### TASK BRIEF
Please locate each line in the listing below that contains the word "white" and copy those lines out. Case counts.
──────── DATA LINES
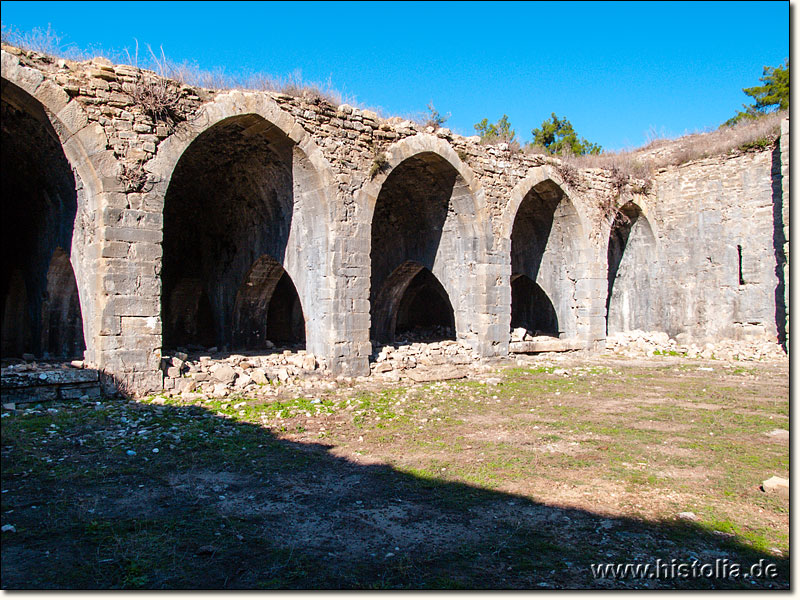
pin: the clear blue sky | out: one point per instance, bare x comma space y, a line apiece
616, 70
────────────────
──────── DATA LINES
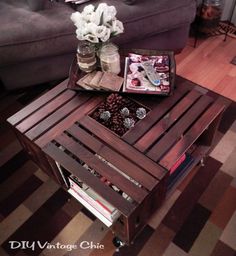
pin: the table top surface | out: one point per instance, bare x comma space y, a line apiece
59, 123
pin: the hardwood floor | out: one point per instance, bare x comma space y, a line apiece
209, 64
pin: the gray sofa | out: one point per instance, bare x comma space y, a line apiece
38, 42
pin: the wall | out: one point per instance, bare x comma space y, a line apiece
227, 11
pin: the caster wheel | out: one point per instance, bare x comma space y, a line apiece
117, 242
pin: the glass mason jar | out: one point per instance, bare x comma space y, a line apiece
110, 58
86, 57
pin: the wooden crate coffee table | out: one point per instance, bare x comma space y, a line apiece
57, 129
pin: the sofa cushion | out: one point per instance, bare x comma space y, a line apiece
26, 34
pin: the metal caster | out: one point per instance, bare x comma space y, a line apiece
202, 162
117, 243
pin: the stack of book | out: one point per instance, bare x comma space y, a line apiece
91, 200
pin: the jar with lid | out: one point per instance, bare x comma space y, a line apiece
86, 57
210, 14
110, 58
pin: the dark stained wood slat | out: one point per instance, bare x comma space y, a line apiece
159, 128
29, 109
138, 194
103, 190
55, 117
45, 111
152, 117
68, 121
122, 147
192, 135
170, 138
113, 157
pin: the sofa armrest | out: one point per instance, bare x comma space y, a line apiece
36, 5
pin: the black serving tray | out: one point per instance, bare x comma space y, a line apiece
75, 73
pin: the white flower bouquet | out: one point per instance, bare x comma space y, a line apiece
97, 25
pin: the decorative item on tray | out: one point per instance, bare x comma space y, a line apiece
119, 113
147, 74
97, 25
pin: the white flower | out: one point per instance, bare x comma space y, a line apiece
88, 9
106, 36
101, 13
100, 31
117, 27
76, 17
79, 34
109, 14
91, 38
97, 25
────────────────
### TASK RESPONSE
pin: the white flower bouquet | out: one point per instance, bare x comma space y, a line apiece
pin: the white flower | out: one point per instance, bare x comma space y, a line apiece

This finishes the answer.